EXCERPTED RECORDS:
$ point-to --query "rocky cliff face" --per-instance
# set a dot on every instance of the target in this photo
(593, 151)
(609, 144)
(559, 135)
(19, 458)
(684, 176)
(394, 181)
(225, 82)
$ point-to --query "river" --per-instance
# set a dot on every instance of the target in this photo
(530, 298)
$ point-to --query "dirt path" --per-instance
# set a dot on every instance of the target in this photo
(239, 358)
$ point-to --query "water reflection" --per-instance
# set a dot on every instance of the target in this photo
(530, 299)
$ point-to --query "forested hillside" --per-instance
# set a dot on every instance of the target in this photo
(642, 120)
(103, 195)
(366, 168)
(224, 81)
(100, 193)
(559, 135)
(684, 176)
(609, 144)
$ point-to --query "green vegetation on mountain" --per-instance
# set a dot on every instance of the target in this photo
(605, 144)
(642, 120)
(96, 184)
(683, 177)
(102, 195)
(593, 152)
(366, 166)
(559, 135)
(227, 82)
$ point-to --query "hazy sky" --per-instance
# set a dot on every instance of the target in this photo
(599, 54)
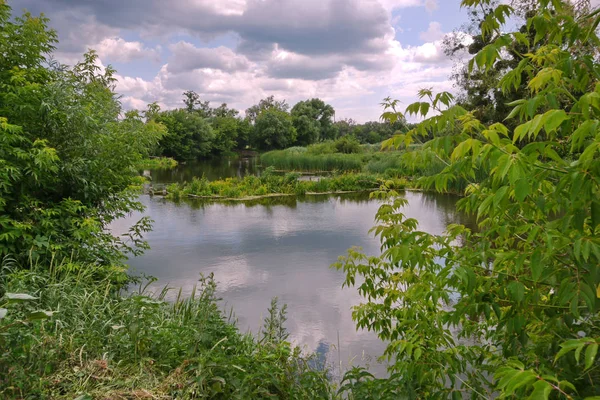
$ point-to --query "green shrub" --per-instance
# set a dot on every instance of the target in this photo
(157, 163)
(92, 340)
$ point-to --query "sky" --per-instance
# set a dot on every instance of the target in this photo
(350, 53)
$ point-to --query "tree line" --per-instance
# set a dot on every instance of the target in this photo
(198, 130)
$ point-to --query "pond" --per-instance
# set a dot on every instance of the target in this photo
(280, 248)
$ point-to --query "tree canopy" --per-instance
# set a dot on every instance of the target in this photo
(66, 150)
(509, 308)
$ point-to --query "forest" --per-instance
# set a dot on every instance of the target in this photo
(508, 308)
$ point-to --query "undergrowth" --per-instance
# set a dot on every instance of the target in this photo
(157, 163)
(65, 333)
(271, 184)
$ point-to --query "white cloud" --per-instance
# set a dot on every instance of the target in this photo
(187, 57)
(434, 32)
(431, 5)
(116, 49)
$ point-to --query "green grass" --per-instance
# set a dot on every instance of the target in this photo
(272, 184)
(304, 161)
(157, 163)
(95, 341)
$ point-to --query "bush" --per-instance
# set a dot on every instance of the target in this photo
(348, 145)
(92, 340)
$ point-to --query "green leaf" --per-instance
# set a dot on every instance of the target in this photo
(19, 297)
(84, 397)
(553, 119)
(595, 214)
(522, 189)
(517, 291)
(590, 355)
(541, 391)
(37, 315)
(536, 265)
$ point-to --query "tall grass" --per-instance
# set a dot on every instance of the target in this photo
(304, 161)
(157, 163)
(272, 184)
(95, 341)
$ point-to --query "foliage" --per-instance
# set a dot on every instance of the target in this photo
(270, 184)
(226, 129)
(157, 163)
(313, 121)
(347, 145)
(263, 105)
(273, 129)
(66, 332)
(189, 136)
(303, 161)
(509, 309)
(67, 156)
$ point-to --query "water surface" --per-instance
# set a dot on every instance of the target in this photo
(279, 248)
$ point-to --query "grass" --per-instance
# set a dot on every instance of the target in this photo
(157, 163)
(81, 336)
(304, 161)
(270, 184)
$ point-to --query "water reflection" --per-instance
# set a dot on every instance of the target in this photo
(280, 247)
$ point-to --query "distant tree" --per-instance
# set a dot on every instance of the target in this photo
(345, 126)
(189, 135)
(224, 111)
(190, 99)
(273, 129)
(266, 104)
(67, 153)
(226, 130)
(193, 103)
(313, 120)
(151, 111)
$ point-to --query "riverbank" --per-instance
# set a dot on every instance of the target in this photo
(93, 340)
(157, 163)
(270, 184)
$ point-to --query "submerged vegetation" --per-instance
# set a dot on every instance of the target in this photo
(69, 331)
(271, 184)
(509, 310)
(157, 163)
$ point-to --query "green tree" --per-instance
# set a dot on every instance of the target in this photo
(189, 136)
(226, 130)
(66, 155)
(313, 120)
(510, 309)
(193, 103)
(273, 129)
(268, 103)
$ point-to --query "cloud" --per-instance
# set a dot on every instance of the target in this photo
(187, 57)
(431, 5)
(239, 51)
(434, 32)
(117, 49)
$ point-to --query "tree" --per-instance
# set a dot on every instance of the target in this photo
(226, 130)
(224, 111)
(510, 309)
(345, 126)
(189, 136)
(67, 154)
(269, 103)
(193, 103)
(273, 129)
(313, 121)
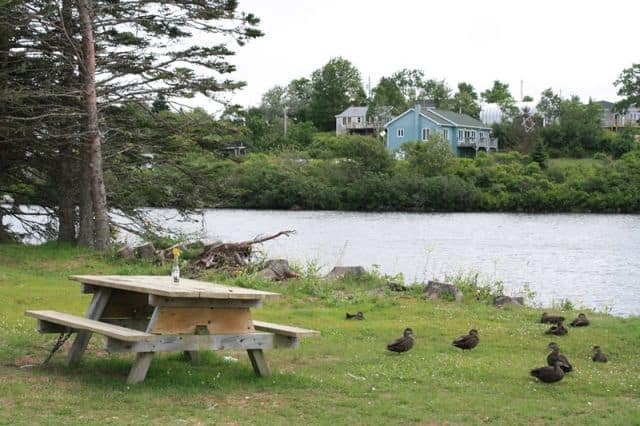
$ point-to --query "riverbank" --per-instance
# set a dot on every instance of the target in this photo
(345, 376)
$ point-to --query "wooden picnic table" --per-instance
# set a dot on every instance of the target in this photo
(149, 314)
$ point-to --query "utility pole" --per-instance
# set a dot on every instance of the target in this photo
(285, 120)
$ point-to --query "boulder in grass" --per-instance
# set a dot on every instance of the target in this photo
(277, 270)
(339, 272)
(438, 290)
(126, 252)
(508, 300)
(146, 251)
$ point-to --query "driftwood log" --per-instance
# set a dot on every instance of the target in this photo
(230, 255)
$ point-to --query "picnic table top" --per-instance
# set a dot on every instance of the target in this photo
(164, 286)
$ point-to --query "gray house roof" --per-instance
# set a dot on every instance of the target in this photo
(445, 118)
(353, 112)
(460, 120)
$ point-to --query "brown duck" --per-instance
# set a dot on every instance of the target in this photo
(598, 355)
(469, 341)
(551, 319)
(358, 315)
(548, 374)
(404, 343)
(581, 321)
(556, 356)
(557, 330)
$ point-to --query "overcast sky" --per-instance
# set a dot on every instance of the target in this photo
(574, 47)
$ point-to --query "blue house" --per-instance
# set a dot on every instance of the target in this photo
(465, 134)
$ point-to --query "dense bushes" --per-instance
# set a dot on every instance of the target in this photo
(357, 173)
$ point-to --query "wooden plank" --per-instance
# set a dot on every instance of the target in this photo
(259, 363)
(79, 323)
(185, 320)
(176, 343)
(50, 327)
(155, 300)
(99, 301)
(140, 367)
(285, 330)
(164, 286)
(127, 304)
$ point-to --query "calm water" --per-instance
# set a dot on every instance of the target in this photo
(592, 260)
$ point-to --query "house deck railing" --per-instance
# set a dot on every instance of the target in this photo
(364, 125)
(486, 143)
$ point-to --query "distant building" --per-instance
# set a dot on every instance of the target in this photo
(465, 134)
(613, 120)
(357, 120)
(491, 113)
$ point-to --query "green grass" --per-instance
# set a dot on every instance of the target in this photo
(344, 377)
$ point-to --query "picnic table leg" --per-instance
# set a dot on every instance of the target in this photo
(140, 367)
(98, 303)
(259, 363)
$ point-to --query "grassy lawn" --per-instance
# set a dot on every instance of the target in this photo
(344, 377)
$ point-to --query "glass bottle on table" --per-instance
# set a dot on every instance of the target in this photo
(175, 271)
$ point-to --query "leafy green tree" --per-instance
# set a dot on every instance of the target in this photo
(298, 99)
(549, 106)
(629, 87)
(465, 100)
(96, 54)
(334, 87)
(428, 158)
(273, 102)
(499, 94)
(387, 93)
(411, 83)
(438, 92)
(539, 154)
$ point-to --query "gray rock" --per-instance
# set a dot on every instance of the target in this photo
(396, 286)
(436, 290)
(277, 270)
(339, 272)
(146, 251)
(126, 252)
(508, 300)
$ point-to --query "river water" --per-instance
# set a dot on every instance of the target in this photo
(592, 260)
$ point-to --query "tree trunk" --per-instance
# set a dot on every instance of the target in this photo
(66, 207)
(94, 143)
(65, 177)
(85, 236)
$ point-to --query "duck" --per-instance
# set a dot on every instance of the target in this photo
(556, 356)
(549, 374)
(581, 321)
(357, 316)
(551, 319)
(598, 355)
(557, 330)
(404, 343)
(469, 341)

WHAT TO PRODUCE: What is needed is the whole listing again, exactly as written, with the images left out.

EXERCISE RESPONSE:
$ point-to --query "rocky cliff face" --per-instance
# set a dot on every instance of the target in this photo
(593, 151)
(609, 144)
(559, 135)
(19, 458)
(684, 176)
(394, 181)
(225, 82)
$ point-to --query "river" --per-instance
# set a dot on every instance of the target in this photo
(530, 298)
$ point-to --query "dirt path" --per-instance
# set a dot on every instance of the target in this photo
(239, 358)
$ point-to --query "water reflection" --per-instance
# set a dot on every instance of the target in this photo
(530, 299)
$ point-to --query "forested hillside" --per-instance
# set a dot on every instance of the target in this photo
(642, 120)
(103, 195)
(366, 168)
(224, 81)
(100, 193)
(559, 135)
(684, 176)
(609, 144)
$ point-to --query "green vegetation on mountain" --per-instance
# set a dot on every instance of the target in this photo
(605, 144)
(642, 120)
(96, 184)
(683, 177)
(102, 195)
(593, 152)
(366, 166)
(559, 135)
(227, 82)
$ point-to --query "hazy sky" --per-instance
# set a dot on every instance of the target in this photo
(599, 54)
$ point-to --query "green shrub" --per-instance
# set a dot on every instance of the target in this photo
(157, 163)
(92, 340)
$ point-to --query "sky" --per-instance
# set a dot on every instance of the target in this photo
(350, 53)
$ point-to --query "tree line" --per-instance
# set a dot on every instance of the target in this photo
(198, 130)
$ point-to --query "pond" --per-instance
# set a dot on every instance of the target in this photo
(280, 248)
$ point-to --query "tree canopy" --per-instance
# set a dot on every instance of the target in this photo
(66, 150)
(509, 308)
$ point-to --query "forest" --per-instance
# set a dot on every instance of the target in this photo
(508, 308)
$ point-to --query "undergrowth" --per-instance
# set a dot on every instance of the target in this photo
(157, 163)
(65, 333)
(271, 184)
$ point-to --query "white cloud" --per-instance
# set a dot on every instance of the target in this photo
(187, 57)
(434, 32)
(431, 5)
(116, 49)
$ point-to --query "green grass" --per-instance
# set a dot on every instance of the target in this photo
(272, 184)
(304, 161)
(157, 163)
(95, 341)
$ point-to --query "bush" --per-instance
# set a dot on every instance of the target in this photo
(348, 145)
(92, 340)
$ point-to --query "green leaf" --per-instance
# set a dot on every instance of the target in this photo
(19, 297)
(84, 397)
(553, 119)
(595, 214)
(522, 189)
(517, 291)
(590, 355)
(541, 391)
(37, 315)
(536, 265)
$ point-to --query "tall grass" --per-instance
# set a dot on every instance of the target in this photo
(304, 161)
(157, 163)
(272, 184)
(95, 341)
$ point-to --query "foliage" --per-instance
# set a dot on every instance of the target in this photo
(270, 184)
(226, 129)
(157, 163)
(313, 121)
(347, 145)
(263, 105)
(273, 129)
(66, 332)
(189, 136)
(303, 161)
(509, 309)
(67, 156)
$ point-to --query "water surface" --per-instance
# set a dot on every instance of the target in this photo
(279, 248)
$ point-to --query "grass" --per-instance
# set a dot on every instance of the target in this photo
(157, 163)
(81, 336)
(304, 161)
(270, 184)
$ point-to --query "water reflection" --per-instance
# set a dot on every instance of the target in this photo
(280, 247)
$ point-to --query "distant tree" --per-instance
# set a dot on every instance of the target in this photo
(345, 126)
(189, 135)
(224, 111)
(190, 99)
(273, 129)
(266, 104)
(67, 153)
(226, 130)
(193, 103)
(313, 120)
(151, 111)
$ point-to --query "riverbank" --per-instance
# set a dot on every instance of the target in this photo
(93, 340)
(157, 163)
(270, 184)
$ point-to --query "submerged vegetation" --per-instance
# set a dot on every instance of the target in this photo
(69, 331)
(271, 184)
(509, 310)
(157, 163)
$ point-to --query "green tree" --per-instance
# set a dot on every instance of the target in this photo
(189, 136)
(226, 130)
(66, 155)
(313, 120)
(510, 309)
(193, 103)
(273, 129)
(268, 103)
$ point-to --query "cloud" --per-instance
# set a dot on every instance of the target in this photo
(187, 57)
(431, 5)
(239, 51)
(434, 32)
(117, 49)
$ point-to --query "tree" --per-instance
# set a dot on every instance of the target in this photo
(226, 130)
(224, 111)
(510, 309)
(345, 126)
(189, 136)
(67, 154)
(269, 103)
(193, 103)
(273, 129)
(313, 121)
$ point-to --query "riverbank" --per-instance
# set a dot on every instance of the target in this photo
(345, 376)
$ point-to --query "wooden picnic table" --per-instance
# set a dot on every instance of the target in this photo
(149, 314)
$ point-to --query "utility pole" --per-instance
# set a dot on every instance of the target in this photo
(285, 120)
$ point-to --query "boulder in grass" --per-instance
# set a dot on every instance of the target in this photo
(277, 270)
(339, 272)
(438, 290)
(126, 252)
(508, 300)
(146, 251)
$ point-to --query "driftwood log" --per-instance
# set a dot on every instance of the target in this photo
(230, 255)
$ point-to --query "picnic table top" --per-instance
# set a dot on every instance of the target in this photo
(164, 286)
$ point-to --query "gray house roof" --per-instance
# set a dot on every instance of the target in this photo
(445, 118)
(353, 112)
(460, 120)
$ point-to --query "brown duck" --per-instance
# set a dot on every instance of the target in this photo
(598, 355)
(469, 341)
(551, 319)
(358, 315)
(548, 374)
(404, 343)
(581, 321)
(556, 356)
(557, 330)
$ point-to --query "overcast sky" --per-instance
# set a dot on every instance of the target in this photo
(574, 47)
$ point-to --query "blue house" --per-instance
# set a dot on every instance of the target in this photo
(465, 134)
$ point-to --query "dense bushes" --per-instance
# set a dot on every instance of the target in this photo
(357, 173)
$ point-to --query "wooden plank" --per-instance
# set a dot on every instance of the target in this photo
(259, 363)
(79, 323)
(185, 320)
(176, 343)
(50, 327)
(155, 300)
(99, 301)
(140, 367)
(285, 330)
(164, 286)
(127, 304)
$ point-to --query "calm water" --per-instance
# set a dot on every instance of the target in this photo
(592, 260)
$ point-to --query "house deck railing" --per-instance
# set a dot on every instance of the target in this photo
(364, 125)
(486, 143)
$ point-to --query "distant building" --per-instance
# set a dot on every instance of the target in this photo
(465, 134)
(613, 120)
(357, 120)
(491, 113)
$ point-to --query "green grass" --per-instance
# set a dot on every instance of the target in this photo
(344, 377)
$ point-to --query "picnic table leg" --per-instance
# set a dot on every instance of the target in this photo
(140, 367)
(98, 303)
(259, 363)
$ point-to --query "grassy lawn" --per-instance
# set a dot on every instance of the target in this photo
(344, 377)
$ point-to --query "glass bottle on table" --per-instance
# set a dot on every instance of the target in this photo
(175, 271)
$ point-to --query "leafy green tree" --per-instance
# set a dot on every instance of the target in this photo
(298, 99)
(549, 106)
(629, 87)
(465, 100)
(96, 54)
(334, 87)
(428, 158)
(273, 102)
(499, 94)
(387, 93)
(411, 83)
(438, 92)
(539, 154)
$ point-to --query "gray rock" --per-instance
# set a dot on every instance of the target in this photo
(396, 286)
(436, 290)
(277, 270)
(339, 272)
(146, 251)
(126, 252)
(508, 300)
$ point-to --query "river water" --per-instance
# set a dot on every instance of the target in this photo
(592, 260)
$ point-to --query "tree trunk" --per-instance
# set a dot on every instance of the target in this photo
(66, 207)
(94, 143)
(65, 177)
(85, 236)
$ point-to --query "duck" --per-instance
# set a dot on every instance of the target in this photo
(556, 356)
(549, 374)
(581, 321)
(357, 316)
(551, 319)
(598, 355)
(557, 330)
(404, 343)
(469, 341)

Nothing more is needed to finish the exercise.